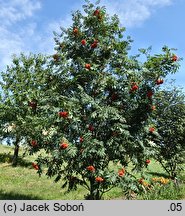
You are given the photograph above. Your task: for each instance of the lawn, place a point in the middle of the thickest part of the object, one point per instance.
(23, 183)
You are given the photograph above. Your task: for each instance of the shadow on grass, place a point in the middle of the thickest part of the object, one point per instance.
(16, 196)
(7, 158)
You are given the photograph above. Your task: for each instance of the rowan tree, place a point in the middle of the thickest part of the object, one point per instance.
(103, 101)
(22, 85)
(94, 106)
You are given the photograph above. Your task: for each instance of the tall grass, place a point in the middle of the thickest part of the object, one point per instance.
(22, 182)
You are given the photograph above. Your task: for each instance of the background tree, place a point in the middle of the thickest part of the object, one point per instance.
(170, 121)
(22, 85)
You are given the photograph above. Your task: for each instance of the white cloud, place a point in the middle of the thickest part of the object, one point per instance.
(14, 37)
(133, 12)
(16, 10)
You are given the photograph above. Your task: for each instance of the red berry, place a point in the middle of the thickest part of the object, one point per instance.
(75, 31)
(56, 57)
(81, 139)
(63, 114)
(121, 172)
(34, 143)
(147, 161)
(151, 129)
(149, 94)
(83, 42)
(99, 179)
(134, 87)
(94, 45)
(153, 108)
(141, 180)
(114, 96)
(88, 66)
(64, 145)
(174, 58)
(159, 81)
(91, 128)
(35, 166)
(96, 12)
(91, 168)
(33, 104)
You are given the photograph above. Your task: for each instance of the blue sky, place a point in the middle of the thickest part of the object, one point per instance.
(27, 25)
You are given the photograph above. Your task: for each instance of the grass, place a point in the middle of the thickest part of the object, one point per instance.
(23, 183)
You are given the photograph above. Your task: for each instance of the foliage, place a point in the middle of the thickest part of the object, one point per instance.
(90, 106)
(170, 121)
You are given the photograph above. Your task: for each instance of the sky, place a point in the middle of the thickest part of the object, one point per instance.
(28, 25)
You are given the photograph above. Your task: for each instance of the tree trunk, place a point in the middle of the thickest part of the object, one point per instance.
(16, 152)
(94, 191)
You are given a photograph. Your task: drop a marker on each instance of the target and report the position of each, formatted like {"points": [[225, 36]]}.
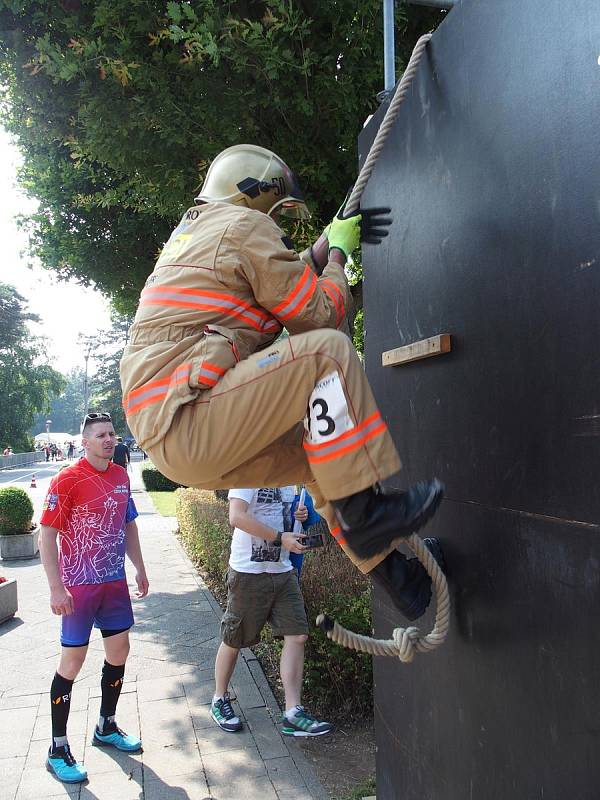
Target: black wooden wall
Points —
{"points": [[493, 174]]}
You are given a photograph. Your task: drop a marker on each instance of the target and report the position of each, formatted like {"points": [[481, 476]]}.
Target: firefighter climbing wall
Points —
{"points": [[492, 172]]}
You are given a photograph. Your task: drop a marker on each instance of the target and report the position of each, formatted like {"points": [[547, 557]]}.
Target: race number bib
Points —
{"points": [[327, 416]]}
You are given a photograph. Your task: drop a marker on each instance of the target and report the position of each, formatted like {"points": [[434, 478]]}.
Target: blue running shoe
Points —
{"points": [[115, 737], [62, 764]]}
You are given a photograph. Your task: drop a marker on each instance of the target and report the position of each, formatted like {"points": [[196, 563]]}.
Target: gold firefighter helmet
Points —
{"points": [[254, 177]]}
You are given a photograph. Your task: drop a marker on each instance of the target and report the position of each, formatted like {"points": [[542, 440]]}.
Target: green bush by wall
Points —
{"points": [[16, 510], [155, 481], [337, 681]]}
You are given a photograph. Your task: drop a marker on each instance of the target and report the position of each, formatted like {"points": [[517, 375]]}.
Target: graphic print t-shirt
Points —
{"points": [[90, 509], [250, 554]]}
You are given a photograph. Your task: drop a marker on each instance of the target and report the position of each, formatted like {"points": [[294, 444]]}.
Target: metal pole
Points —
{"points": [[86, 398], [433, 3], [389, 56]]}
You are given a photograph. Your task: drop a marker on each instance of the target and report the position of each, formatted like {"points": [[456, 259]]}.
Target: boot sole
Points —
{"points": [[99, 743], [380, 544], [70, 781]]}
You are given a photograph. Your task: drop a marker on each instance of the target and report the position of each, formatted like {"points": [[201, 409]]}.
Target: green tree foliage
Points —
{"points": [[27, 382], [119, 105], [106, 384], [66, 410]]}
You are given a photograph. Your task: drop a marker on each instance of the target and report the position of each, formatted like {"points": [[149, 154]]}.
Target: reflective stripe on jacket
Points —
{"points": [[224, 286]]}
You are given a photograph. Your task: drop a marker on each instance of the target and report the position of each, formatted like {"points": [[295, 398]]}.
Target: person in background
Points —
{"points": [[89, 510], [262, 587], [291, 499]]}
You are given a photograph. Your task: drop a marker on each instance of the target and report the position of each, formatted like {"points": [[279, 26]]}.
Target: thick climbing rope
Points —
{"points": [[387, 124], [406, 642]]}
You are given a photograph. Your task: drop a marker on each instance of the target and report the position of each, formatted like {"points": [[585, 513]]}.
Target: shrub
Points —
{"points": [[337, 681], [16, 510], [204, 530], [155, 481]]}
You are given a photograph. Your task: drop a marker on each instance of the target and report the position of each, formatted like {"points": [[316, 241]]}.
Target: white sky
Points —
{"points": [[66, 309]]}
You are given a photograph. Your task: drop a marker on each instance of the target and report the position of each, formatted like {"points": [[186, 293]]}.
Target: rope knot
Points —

• **TASK PROMPT**
An exact, complete copy of the lines above from the one with "Target: graphic print t-shirt" through the one with "Target: shrub" is the whole answer.

• **EXERCISE SOLUTION**
Target: graphic print t-shirt
Points —
{"points": [[90, 509], [250, 554]]}
You are given a photograph. Your task: drop a marker on each instance of the target and report the position of each, formatted like {"points": [[294, 444]]}.
Target: metal pole
Points —
{"points": [[86, 398], [433, 3], [389, 56]]}
You are given a photograph. Your task: drop a marker on each instance of the target and report the position of each, formatted like {"points": [[456, 259]]}.
Target: boot sole
Points —
{"points": [[99, 743], [380, 544], [70, 781]]}
You are given a photograph. Your task: drop a marker on each instance of the target and report the position of each, formatted like {"points": [[201, 409]]}.
Target: green tree foliage
Points —
{"points": [[27, 382], [119, 105], [106, 384], [66, 410]]}
You are given a photograph. Your task: drop a marker on each instance of the target and report the position of each, formatted like {"points": [[149, 154]]}.
Target: reflective stripe on jacket
Points —
{"points": [[224, 286]]}
You are given a photograph. Your task: drop a marker on each instance of the target and report the position of each, formatted like {"points": [[295, 398]]}.
Target: person in background
Points —
{"points": [[89, 510], [262, 587], [291, 499]]}
You are given a photograph. Your task: drop a marker on each instance of the target and report the position of each, formatted like {"points": [[279, 26]]}.
Target: thick climbing rope
Points —
{"points": [[387, 124], [406, 642]]}
You are given a photograph. Your task: drop a marker on each instance of the target and report the position of each, formatted like {"points": [[585, 513]]}.
Target: shrub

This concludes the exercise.